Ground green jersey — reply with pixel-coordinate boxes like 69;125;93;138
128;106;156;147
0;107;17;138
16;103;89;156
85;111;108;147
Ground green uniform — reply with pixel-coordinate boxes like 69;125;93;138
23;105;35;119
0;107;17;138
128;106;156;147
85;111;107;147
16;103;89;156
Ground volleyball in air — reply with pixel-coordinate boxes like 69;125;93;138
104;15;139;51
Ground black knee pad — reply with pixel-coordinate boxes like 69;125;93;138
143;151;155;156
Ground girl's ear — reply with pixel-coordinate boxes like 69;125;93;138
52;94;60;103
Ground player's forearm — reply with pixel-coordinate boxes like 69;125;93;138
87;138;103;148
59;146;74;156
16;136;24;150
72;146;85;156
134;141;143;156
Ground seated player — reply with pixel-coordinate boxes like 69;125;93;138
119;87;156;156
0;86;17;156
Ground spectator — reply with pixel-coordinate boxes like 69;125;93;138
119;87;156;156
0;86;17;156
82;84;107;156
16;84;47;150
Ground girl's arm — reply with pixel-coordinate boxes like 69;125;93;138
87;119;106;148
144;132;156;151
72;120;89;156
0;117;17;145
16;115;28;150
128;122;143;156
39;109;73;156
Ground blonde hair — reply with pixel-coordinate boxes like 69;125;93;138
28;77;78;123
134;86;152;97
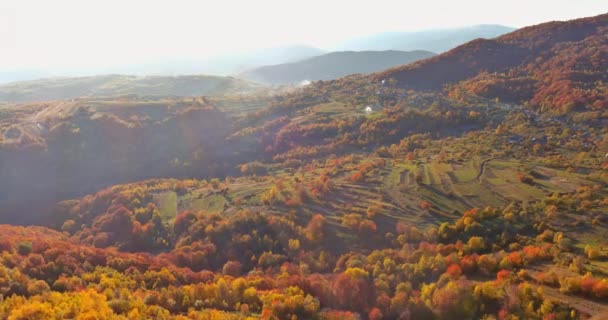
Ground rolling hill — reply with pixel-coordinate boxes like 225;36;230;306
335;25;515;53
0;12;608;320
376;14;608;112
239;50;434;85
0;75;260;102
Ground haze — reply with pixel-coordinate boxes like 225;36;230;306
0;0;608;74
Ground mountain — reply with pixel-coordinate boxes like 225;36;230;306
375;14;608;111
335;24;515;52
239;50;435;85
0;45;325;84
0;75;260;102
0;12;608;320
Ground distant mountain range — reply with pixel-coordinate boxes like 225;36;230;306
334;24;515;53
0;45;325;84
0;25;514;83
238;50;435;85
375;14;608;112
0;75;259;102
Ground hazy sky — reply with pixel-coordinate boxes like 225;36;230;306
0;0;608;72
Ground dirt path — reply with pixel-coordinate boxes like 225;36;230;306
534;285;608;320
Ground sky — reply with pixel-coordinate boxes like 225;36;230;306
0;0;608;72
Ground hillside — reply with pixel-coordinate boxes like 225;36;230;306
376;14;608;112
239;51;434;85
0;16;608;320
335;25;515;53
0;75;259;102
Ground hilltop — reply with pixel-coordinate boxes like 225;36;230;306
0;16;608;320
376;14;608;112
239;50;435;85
========================================
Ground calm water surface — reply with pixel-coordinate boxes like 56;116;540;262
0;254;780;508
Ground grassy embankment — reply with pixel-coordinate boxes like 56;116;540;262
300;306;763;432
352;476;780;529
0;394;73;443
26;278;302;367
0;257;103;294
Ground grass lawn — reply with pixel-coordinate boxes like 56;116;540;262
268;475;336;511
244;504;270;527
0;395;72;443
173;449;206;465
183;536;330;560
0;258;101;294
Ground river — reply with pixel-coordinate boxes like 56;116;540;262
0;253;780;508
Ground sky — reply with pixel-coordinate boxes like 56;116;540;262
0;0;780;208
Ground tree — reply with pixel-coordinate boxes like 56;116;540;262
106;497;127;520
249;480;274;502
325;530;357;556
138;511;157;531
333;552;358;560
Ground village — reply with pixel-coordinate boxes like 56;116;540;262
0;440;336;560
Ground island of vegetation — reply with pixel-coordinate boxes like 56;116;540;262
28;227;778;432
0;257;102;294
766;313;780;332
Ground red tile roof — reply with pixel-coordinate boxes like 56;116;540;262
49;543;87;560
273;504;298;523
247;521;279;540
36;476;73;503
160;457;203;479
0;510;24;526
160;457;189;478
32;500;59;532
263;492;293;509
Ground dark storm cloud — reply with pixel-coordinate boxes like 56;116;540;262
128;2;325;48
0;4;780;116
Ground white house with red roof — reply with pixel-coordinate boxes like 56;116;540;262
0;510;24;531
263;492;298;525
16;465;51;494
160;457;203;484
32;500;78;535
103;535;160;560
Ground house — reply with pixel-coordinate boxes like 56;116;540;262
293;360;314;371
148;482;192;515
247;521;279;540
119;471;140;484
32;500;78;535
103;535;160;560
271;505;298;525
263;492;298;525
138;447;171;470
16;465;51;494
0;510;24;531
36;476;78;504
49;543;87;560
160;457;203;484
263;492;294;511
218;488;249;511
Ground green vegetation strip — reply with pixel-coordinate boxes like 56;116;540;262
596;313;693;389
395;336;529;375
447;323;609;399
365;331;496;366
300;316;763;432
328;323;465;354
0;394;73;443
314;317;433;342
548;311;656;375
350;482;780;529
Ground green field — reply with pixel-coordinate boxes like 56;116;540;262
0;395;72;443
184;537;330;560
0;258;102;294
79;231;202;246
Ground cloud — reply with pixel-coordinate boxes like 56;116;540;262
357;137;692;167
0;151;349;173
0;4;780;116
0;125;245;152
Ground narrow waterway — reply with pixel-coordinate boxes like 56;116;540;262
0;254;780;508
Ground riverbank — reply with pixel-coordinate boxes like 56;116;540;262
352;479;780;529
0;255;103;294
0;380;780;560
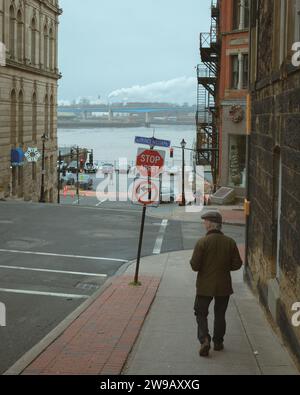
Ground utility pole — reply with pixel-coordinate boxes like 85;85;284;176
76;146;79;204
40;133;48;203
========================================
§ **Short exercise**: Can you reproduce verbatim the lines of the data above, from the line with "Ground cloud —" to the line with "40;133;48;203", both included, leaving the pictures out of your answer?

§ **Task solution**:
Ground cloud — reply with pixel-coordinate boxes like 56;116;540;262
357;137;692;167
0;151;349;173
0;4;780;116
0;125;245;152
Ground narrow waterway — reply with pixel-coordinate boxes like 56;116;540;262
0;254;780;508
Ground riverbank — reply with pixel-coordinate boxes like 56;116;540;262
352;479;780;529
0;255;103;294
0;380;780;560
Ground utility pole — reply with pixel-coordinate boxes like 85;85;284;176
76;146;79;204
40;133;48;203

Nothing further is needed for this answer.